TASK INSTRUCTIONS:
In the records, find each line where "pyramid" occurs, and copy it.

Excerpts from a dataset:
######
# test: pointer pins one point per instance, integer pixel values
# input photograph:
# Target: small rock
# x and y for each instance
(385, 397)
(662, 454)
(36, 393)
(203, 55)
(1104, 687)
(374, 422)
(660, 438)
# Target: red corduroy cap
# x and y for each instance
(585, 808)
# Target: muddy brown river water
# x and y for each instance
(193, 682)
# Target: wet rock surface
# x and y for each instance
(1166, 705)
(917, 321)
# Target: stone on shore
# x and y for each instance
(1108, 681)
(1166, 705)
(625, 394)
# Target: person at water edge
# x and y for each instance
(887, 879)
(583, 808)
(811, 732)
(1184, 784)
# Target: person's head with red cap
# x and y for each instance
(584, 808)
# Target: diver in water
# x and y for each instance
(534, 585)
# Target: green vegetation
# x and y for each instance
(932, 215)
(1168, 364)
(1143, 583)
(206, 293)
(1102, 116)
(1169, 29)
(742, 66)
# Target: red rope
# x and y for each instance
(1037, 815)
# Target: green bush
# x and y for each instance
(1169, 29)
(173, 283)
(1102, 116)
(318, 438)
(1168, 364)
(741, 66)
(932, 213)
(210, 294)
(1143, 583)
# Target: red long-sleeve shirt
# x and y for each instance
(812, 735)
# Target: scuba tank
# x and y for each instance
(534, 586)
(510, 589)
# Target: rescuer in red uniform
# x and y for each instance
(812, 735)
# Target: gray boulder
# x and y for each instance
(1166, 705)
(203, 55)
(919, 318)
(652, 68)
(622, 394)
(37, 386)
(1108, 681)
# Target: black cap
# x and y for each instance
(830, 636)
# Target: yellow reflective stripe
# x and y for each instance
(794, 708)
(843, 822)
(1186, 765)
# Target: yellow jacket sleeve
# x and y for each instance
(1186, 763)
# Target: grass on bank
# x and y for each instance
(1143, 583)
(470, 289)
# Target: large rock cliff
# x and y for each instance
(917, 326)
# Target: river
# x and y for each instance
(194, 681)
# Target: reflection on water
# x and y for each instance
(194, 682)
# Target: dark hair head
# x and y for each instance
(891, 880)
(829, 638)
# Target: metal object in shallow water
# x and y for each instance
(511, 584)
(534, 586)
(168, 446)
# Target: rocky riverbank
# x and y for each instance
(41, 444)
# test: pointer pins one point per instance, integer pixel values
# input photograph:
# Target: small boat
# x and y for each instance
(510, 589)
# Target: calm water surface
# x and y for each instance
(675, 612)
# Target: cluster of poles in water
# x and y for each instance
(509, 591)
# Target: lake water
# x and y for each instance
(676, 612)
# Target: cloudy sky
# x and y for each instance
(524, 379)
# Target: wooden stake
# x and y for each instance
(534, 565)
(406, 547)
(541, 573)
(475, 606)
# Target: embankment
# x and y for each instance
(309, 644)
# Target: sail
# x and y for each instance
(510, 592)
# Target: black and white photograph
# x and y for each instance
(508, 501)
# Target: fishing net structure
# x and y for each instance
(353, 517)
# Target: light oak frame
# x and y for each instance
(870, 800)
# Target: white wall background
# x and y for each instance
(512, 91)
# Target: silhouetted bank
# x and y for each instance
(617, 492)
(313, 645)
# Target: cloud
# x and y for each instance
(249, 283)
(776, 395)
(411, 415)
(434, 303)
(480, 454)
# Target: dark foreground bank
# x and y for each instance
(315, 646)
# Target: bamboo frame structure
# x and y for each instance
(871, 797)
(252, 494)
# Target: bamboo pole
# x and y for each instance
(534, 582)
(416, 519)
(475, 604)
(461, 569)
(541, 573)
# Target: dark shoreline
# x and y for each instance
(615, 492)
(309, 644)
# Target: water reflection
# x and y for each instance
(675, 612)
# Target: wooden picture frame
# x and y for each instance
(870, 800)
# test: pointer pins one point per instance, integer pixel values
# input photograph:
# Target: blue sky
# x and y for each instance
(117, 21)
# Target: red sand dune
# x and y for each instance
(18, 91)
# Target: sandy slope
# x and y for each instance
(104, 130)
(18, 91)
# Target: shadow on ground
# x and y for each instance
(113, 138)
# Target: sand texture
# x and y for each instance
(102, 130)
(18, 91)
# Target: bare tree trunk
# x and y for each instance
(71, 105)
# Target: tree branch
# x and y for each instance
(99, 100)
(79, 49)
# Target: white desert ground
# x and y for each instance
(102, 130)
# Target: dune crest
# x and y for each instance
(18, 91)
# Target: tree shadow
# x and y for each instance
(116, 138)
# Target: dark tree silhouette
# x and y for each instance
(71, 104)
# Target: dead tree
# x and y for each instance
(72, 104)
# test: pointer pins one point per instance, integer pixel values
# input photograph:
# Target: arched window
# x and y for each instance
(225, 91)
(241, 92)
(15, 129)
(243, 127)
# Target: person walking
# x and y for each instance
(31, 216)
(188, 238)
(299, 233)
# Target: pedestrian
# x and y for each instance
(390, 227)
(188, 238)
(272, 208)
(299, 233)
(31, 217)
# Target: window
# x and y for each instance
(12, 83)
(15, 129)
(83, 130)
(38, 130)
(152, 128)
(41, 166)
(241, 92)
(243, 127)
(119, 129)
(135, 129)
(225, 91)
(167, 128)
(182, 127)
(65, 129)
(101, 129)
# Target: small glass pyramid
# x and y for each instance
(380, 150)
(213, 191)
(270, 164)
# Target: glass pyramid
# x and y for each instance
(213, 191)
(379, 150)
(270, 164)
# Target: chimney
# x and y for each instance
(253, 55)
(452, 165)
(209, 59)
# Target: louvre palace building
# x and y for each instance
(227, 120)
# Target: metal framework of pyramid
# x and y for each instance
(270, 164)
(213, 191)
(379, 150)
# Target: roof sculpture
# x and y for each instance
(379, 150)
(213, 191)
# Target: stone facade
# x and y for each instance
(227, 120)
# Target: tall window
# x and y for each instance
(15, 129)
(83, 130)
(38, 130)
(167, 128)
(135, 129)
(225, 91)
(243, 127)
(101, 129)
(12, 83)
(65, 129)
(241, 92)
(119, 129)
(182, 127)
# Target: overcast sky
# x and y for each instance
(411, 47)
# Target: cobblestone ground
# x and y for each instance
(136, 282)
######
RESULT OF THE TASK:
# Target: small glass pyramid
# Target: glass pyramid
# Target: metal framework of pyramid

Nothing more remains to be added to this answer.